#### [TASK INPUT]
== == ==
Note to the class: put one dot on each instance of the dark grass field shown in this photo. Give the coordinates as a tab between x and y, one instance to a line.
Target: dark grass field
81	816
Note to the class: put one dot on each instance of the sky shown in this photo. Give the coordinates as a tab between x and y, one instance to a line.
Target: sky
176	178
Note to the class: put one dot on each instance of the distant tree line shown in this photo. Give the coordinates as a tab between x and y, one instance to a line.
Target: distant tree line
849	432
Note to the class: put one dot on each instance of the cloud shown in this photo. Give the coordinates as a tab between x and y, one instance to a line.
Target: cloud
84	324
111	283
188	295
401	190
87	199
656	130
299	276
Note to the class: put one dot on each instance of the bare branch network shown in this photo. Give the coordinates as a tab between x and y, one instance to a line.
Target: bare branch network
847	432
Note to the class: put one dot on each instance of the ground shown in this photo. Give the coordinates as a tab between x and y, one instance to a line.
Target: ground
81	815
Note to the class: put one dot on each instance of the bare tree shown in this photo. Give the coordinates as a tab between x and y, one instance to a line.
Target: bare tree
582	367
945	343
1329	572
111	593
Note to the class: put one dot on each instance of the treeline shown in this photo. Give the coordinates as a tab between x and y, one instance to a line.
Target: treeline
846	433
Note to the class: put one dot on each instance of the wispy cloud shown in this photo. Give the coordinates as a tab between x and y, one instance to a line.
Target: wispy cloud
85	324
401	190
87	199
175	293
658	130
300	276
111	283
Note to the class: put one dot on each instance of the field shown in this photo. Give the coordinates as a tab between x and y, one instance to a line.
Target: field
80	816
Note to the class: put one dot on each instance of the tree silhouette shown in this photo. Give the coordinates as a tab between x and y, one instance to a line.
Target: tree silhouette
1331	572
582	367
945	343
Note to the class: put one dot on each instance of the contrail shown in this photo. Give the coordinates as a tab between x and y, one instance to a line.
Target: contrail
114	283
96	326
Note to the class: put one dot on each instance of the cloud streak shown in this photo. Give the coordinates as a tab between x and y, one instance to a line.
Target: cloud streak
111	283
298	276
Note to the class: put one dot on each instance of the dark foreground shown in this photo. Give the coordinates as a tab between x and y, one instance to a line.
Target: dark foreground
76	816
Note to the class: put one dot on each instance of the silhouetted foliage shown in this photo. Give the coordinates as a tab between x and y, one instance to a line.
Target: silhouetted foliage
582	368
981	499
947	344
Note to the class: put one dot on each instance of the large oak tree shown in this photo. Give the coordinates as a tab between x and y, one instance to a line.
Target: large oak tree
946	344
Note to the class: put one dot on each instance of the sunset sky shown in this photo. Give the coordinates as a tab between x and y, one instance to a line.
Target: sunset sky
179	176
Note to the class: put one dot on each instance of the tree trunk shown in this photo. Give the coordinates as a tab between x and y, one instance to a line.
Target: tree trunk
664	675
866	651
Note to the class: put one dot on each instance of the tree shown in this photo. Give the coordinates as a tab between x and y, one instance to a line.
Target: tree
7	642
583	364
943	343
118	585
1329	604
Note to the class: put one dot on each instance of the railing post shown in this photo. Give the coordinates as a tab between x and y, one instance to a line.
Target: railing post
== == ==
#### [EXERCISE DETAILS]
Can you reproduce all the material exactly?

#### [RESPONSE TO THE EXERCISE]
Note to the class: put one dot on each instance of the dark grass field shown in this photo. Give the coordinates as a tab between x and y, one instance to a line.
Target: dark grass field
81	816
Note to the class: put one dot on each instance of the sky shown in this photo. Give the coordinates as a tab between x and y, one instance to a line.
Target: sky
176	178
Note to the class: put one dot on each instance of the distant tree line shown in this photo. Give the coordinates as a tab between x and y, one instance to a line.
Target: distant tree line
849	432
Note to the class: put one dot on each instance of the cloud shown in this photo. Give the coordinates as a tab between x and y, one instance to a line.
Target: cloud
84	324
111	283
188	295
401	190
87	199
656	130
299	276
Note to the class: put one dot on each instance of the bare branch network shown in this photo. Give the coordinates as a tab between x and y, one instance to a line.
Target: bare branch network
847	432
Note to the class: put one dot on each instance of the ground shown in this photo. Give the coordinates as a tab between x and y, one instance to a line.
Target: ground
81	815
Note to the class: put one dot on each instance of the bare tree shown in this photo. Give the coordinates as a tab between x and y, one instance to a line.
Target: bare tree
582	367
945	343
1329	572
111	593
Note to the class: put one dot on each instance of the treeline shown in this photo. Give the coordinates as a tab between x and y, one instance to a line.
Target: treeline
846	433
Note to the class: put one dot on each instance of the wispy cloud shown in this photo. Give the coordinates as a tab between x and y, one instance to a line.
Target: wispy cloud
85	324
401	190
87	199
175	293
658	130
300	276
111	283
Note to the class: put one dot on each instance of the field shown in this photo. Give the coordinates as a tab between x and y, one instance to a line.
Target: field
80	816
Note to the class: put one dot on each instance of the tree silhouette shown in this photo. Give the coordinates as a tab between x and y, one instance to a line.
Target: tree silhouette
1331	572
582	367
945	343
Note to the class: put one dot on each instance of the contrail shown in this photo. Give the coordinates as a tab between x and y, one instance to a line.
Target: contrail
114	283
96	326
Note to the class: put one dot on each instance of the cloud streak shown in this photo. Give the coordinates as a tab between x and y, one instance to a line.
Target: cloud streak
111	283
298	276
Note to the class: put one dot on each instance of the dark foreground shown in this photo. Give the coordinates as a tab between x and y, one instance to a line.
Target: dark foreground
76	816
Note to the class: put one dot on each instance of the silhouetted foliage shown in this photo. Give the coordinates as a tab between x and y, one instance to a line.
Target: silhouetted foliage
582	368
981	499
947	344
Note to the class: put one dot on each instance of the large oak tree shown in this photo. Give the coordinates as a tab between x and y, one instance to a line.
Target: large oak tree
946	344
Note to the class: put one dot on each instance of the sunset sky shown in this photo. Give the coordinates as a tab between x and y, one instance to a line.
Target: sunset sky
179	176
Note to the class: put one dot on each instance of the tree trunk shown in this photo. Give the coordinates as a tab between x and y, one instance to a line.
Target: tree trunk
664	675
866	651
Note to the class: put one dot on each instance of the tree shown in this photo. Give the coordinates as a tab between x and y, one instance to a line.
Target: tree
7	642
583	364
943	343
118	585
1329	604
Note to the class: put one dot on each instance of the railing post shown in this photo. Give the coordinates as a tab between x and y, one instance to a line.
Target: railing post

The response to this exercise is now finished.